Short problem
Transcribe all of the material exactly.

Supplied material
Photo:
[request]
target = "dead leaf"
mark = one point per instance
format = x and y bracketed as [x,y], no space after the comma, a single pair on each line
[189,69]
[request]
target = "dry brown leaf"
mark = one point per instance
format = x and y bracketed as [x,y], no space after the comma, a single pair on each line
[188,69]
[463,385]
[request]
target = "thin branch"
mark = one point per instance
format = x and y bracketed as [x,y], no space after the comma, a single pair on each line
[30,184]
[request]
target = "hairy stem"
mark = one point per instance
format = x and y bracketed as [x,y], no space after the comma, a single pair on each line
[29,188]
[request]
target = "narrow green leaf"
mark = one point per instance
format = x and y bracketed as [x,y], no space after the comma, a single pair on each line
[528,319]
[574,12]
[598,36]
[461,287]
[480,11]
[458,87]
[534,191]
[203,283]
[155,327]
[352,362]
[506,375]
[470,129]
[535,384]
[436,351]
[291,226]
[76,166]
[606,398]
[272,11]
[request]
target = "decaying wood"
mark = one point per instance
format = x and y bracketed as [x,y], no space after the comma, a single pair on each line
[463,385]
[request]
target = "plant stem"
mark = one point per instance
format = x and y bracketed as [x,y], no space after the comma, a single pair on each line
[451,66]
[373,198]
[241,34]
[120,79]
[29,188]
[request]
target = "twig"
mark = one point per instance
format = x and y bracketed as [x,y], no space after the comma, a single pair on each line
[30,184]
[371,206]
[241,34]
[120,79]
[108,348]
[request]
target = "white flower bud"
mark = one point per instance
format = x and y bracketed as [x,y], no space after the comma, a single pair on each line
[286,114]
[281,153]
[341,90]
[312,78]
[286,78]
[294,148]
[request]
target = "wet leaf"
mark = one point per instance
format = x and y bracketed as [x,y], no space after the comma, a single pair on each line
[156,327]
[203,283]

Finished task
Photo:
[request]
target = "dead leaf"
mark = one point per instance
format = x and y bracketed as [x,y], no space after the comma, a single pair on each line
[189,69]
[request]
target = "dry brown leaf"
mark = one point per instance
format = x and y bracketed as [x,y], no space after the comma, a single pair on each line
[188,69]
[463,385]
[request]
target = "thin branch"
mark = one point per instance
format = x and y bracketed as [x,y], no space after the comma, a single pair on each line
[30,184]
[request]
target = "hairy stem"
mark = one point per instance
format = x and y bracketed as [x,y], no space after the comma, a single pair on each line
[29,188]
[request]
target = "narrow green leaf"
mark = one point per instance
format = x and y bracketed as [x,y], no space after the comma, a single pair on each line
[528,319]
[574,12]
[598,36]
[461,287]
[480,11]
[458,87]
[534,191]
[203,283]
[155,327]
[352,362]
[506,375]
[470,129]
[535,384]
[436,351]
[291,226]
[76,166]
[606,398]
[272,11]
[request]
target = "decaying wood"
mark = one point per instance
format = x and y bracketed as [x,y], no space after the comma, a single pair on each line
[463,385]
[request]
target = "plant stem"
mark = one point per instance
format = x and y bracketed as [x,y], no space after the comma, a single pair on each line
[451,66]
[373,198]
[241,34]
[120,79]
[29,188]
[request]
target = "twig"
mark = one point per instance
format = x and y bracketed as [x,y], no space after the comma, a single pair on each line
[30,184]
[371,206]
[241,34]
[120,79]
[108,348]
[request]
target = "white flower bud"
mark = one point per instance
format = x and y bracketed as [x,y], no space after the comma, a single pair on each line
[286,114]
[281,153]
[341,90]
[312,78]
[286,78]
[294,148]
[request]
target = "wet leaf"
mark = one point per instance
format = x and y bracketed as [x,y], no space after the comma, a single pair on each line
[156,327]
[203,283]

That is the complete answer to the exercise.